- **WORK INSTRUCTION**
Return the full listing, so that each line matches the original exactly.

▬▬▬▬▬▬

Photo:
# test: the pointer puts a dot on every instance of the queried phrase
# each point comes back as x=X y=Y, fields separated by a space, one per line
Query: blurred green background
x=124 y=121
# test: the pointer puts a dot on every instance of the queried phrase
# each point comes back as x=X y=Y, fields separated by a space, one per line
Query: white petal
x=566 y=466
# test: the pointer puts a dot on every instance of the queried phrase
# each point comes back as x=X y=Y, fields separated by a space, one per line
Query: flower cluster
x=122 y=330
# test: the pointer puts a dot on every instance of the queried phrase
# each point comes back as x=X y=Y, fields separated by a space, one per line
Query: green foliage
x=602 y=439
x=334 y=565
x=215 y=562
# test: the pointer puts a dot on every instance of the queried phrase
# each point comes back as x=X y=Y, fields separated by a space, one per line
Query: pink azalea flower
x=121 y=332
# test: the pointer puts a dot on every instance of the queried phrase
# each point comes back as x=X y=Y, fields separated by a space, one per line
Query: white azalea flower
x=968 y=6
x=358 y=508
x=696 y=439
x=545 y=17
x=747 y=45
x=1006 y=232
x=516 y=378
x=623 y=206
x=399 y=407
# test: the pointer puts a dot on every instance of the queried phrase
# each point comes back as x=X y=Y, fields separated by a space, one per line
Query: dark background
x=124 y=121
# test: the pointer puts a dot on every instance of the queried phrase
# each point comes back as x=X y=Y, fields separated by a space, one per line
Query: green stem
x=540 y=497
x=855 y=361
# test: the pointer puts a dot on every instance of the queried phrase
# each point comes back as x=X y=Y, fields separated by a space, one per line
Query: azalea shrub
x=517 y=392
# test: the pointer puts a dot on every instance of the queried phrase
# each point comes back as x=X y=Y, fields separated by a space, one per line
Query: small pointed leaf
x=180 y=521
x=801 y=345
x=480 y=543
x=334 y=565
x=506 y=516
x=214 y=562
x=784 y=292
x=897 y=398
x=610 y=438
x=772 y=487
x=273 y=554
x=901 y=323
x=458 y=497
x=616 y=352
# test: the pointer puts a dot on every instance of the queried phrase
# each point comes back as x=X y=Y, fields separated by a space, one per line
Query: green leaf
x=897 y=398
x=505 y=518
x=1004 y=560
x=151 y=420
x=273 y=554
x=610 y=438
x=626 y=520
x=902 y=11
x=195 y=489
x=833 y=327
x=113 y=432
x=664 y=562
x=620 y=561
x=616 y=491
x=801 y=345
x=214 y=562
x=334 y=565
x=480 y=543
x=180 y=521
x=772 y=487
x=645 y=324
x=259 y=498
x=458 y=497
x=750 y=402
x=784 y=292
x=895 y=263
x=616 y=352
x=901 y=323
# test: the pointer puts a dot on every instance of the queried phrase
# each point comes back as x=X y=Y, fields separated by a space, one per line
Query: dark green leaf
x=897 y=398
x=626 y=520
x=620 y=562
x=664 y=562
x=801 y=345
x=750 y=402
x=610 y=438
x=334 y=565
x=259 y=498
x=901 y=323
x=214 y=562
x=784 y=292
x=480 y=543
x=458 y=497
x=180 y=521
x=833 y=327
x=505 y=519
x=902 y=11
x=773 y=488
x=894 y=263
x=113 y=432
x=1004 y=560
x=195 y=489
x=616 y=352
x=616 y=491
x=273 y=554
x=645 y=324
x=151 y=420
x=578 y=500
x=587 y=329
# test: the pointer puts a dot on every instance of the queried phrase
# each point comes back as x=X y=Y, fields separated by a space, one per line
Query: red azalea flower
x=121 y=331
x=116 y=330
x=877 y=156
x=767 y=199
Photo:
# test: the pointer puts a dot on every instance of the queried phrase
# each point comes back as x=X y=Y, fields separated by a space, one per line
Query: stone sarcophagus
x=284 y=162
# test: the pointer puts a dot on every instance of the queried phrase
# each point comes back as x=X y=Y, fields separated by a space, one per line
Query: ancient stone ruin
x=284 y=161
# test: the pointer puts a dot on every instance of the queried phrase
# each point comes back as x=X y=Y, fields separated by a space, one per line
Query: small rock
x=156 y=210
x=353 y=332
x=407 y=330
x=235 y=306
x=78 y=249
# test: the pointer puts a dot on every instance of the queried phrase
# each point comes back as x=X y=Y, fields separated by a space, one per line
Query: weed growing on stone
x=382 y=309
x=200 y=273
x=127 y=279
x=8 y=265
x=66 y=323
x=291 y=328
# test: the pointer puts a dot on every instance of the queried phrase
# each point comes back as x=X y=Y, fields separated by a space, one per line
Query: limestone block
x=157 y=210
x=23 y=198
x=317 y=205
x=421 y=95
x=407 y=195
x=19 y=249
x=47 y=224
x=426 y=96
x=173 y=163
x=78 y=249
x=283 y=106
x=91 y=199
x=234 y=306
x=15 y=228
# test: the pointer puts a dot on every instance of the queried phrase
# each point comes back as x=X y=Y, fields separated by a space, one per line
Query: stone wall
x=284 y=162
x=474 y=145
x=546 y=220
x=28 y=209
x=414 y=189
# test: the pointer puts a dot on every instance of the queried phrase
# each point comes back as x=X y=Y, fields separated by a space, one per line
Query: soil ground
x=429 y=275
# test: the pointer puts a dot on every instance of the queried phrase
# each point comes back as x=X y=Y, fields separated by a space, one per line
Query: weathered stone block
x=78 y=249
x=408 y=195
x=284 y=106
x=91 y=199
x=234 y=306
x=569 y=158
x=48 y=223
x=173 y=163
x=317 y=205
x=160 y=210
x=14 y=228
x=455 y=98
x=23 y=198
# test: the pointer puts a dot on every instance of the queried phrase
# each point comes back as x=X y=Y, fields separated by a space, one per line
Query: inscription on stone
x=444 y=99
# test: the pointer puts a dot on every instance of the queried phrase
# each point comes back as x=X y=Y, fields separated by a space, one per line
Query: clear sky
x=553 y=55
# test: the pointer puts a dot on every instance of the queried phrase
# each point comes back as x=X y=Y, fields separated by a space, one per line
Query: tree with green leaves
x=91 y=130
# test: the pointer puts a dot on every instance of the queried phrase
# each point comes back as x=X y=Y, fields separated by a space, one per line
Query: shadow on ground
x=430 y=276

▬▬▬▬▬▬

- **WRITTEN REPLY**
Photo:
# test: the pointer puts a dot on every instance of the queried phrase
# each point comes back as x=X y=Y, fields separated by a space, one per line
Query: blurred green background
x=124 y=121
# test: the pointer puts a dot on every instance of the queried phrase
# each point comes back as x=X y=Y, fields separated by a space, one per line
Query: white petal
x=566 y=466
# test: the pointer puts a dot on every instance of the queried phrase
# each point comes back as x=X y=Y, fields separated by a space, one per line
Query: flower cluster
x=122 y=330
# test: the pointer puts a dot on every instance of the queried phrase
# each point comes back as x=X y=Y, fields separated by a space, one per line
Query: green foliage
x=602 y=439
x=334 y=565
x=215 y=562
# test: the pointer puts a dot on every instance of the queried phrase
# each point comes back as x=X y=Y, fields separated by a space, one per line
Query: pink azalea flower
x=121 y=332
# test: the pointer puts a dot on every instance of the queried phrase
# each point comes back as x=X y=Y, fields separated by a space, one per line
Query: white azalea flower
x=968 y=6
x=358 y=508
x=696 y=439
x=545 y=17
x=747 y=45
x=1006 y=232
x=516 y=378
x=623 y=206
x=399 y=407
# test: the pointer puts a dot on every instance of the queried phrase
# each point comes back as x=X y=Y, fields separated by a space, one per line
Query: dark background
x=124 y=121
# test: the pointer puts a dot on every instance of the queried phrase
# each point comes back as x=X y=Y, fields separated by a space, one per line
Query: green stem
x=540 y=497
x=855 y=361
# test: the pointer puts a dot on every instance of the queried phrase
# each point comes back as x=X y=Y, fields separated by a space, one per line
Query: azalea shrub
x=517 y=392
# test: the pointer puts a dot on every instance of the queried phrase
# each point comes back as x=X y=Y, fields separated by a space, one per line
Query: small pointed leaf
x=180 y=521
x=801 y=345
x=480 y=543
x=334 y=565
x=506 y=516
x=214 y=562
x=784 y=292
x=897 y=398
x=610 y=438
x=772 y=487
x=273 y=554
x=901 y=323
x=458 y=497
x=616 y=352
# test: the pointer puts a dot on every instance of the queried phrase
# each point comes back as x=X y=Y, fields separated by a space, one per line
Query: green leaf
x=897 y=398
x=505 y=518
x=1004 y=560
x=151 y=420
x=273 y=554
x=610 y=438
x=626 y=520
x=902 y=11
x=195 y=489
x=833 y=327
x=113 y=432
x=664 y=562
x=620 y=561
x=616 y=491
x=801 y=345
x=214 y=562
x=334 y=565
x=480 y=543
x=180 y=521
x=772 y=487
x=645 y=324
x=259 y=498
x=458 y=497
x=750 y=402
x=784 y=292
x=895 y=263
x=616 y=352
x=901 y=323
# test: the pointer puts a dot on every instance of the queried phrase
# each point comes back as x=X y=Y, fields separated by a space, one per line
Query: dark green leaf
x=897 y=398
x=626 y=520
x=620 y=562
x=664 y=562
x=801 y=345
x=750 y=402
x=610 y=438
x=334 y=565
x=259 y=498
x=901 y=323
x=214 y=562
x=784 y=292
x=480 y=543
x=458 y=497
x=180 y=521
x=833 y=327
x=505 y=519
x=902 y=11
x=773 y=488
x=894 y=263
x=113 y=432
x=1004 y=560
x=195 y=489
x=616 y=352
x=616 y=491
x=273 y=554
x=645 y=324
x=151 y=420
x=578 y=500
x=587 y=329
# test: the pointer puts a dot on every instance of the queried phrase
# each point comes back as x=X y=Y, fields separated by a space, one per line
Query: red azalea flower
x=121 y=331
x=116 y=330
x=877 y=156
x=767 y=199
Photo:
# test: the pointer puts a dot on every instance of the queried phrase
# each point comes back as x=X y=Y, fields separated by a space, one per line
Query: stone sarcophagus
x=284 y=162
# test: the pointer puts a dot on every instance of the queried phrase
# each point comes back as x=X y=Y, fields separated by a space, one per line
Query: ancient stone ruin
x=284 y=161
# test: the pointer puts a dot on every instance of the queried phrase
# each point comes back as x=X y=Y, fields separated by a space, one per line
Query: small rock
x=156 y=210
x=353 y=332
x=407 y=330
x=235 y=306
x=78 y=249
# test: the pointer puts a dot on every instance of the queried phrase
# each point comes back as x=X y=Y, fields separated by a space, one per line
Query: weed growing on stone
x=382 y=309
x=200 y=273
x=127 y=279
x=8 y=265
x=66 y=323
x=291 y=328
# test: the pointer puts a dot on every instance of the queried phrase
# each point comes back as x=X y=Y, fields separated by a space, one per line
Query: limestone block
x=157 y=210
x=23 y=198
x=317 y=205
x=421 y=95
x=407 y=195
x=19 y=249
x=47 y=224
x=426 y=96
x=173 y=163
x=78 y=249
x=283 y=106
x=91 y=199
x=234 y=306
x=15 y=228
# test: the pointer puts a dot on every instance of the queried phrase
# each point comes back as x=X y=Y, fields separated by a space, one per line
Query: stone wall
x=284 y=162
x=474 y=145
x=546 y=220
x=28 y=209
x=414 y=189
# test: the pointer puts a dot on every instance of the queried phrase
# each point comes back as x=X y=Y, fields separated by a space, one per line
Query: soil ground
x=429 y=275
# test: the pointer puts a dot on every instance of the queried phrase
# each point comes back as x=X y=Y, fields separated by a space, one per line
Query: weathered stone block
x=78 y=249
x=408 y=195
x=284 y=106
x=91 y=199
x=234 y=306
x=569 y=158
x=48 y=223
x=173 y=163
x=317 y=205
x=160 y=210
x=14 y=228
x=455 y=98
x=23 y=198
# test: the pointer puts a dot on every instance of the queried phrase
# each point comes back as x=X y=Y, fields separated by a space, one per line
Query: inscription on stone
x=444 y=99
# test: the pointer puts a dot on every instance of the queried phrase
# each point comes back as x=X y=Y, fields separated by a space, one per line
Query: clear sky
x=553 y=55
# test: the pointer puts a dot on every instance of the queried phrase
# each point comes back as x=X y=Y, fields separated by a space, one per line
Query: tree with green leaves
x=91 y=130
# test: the pointer puts a dot on every instance of the queried phrase
# each point comes back as x=X y=Y, fields separated by a space, one per line
Query: shadow on ground
x=430 y=276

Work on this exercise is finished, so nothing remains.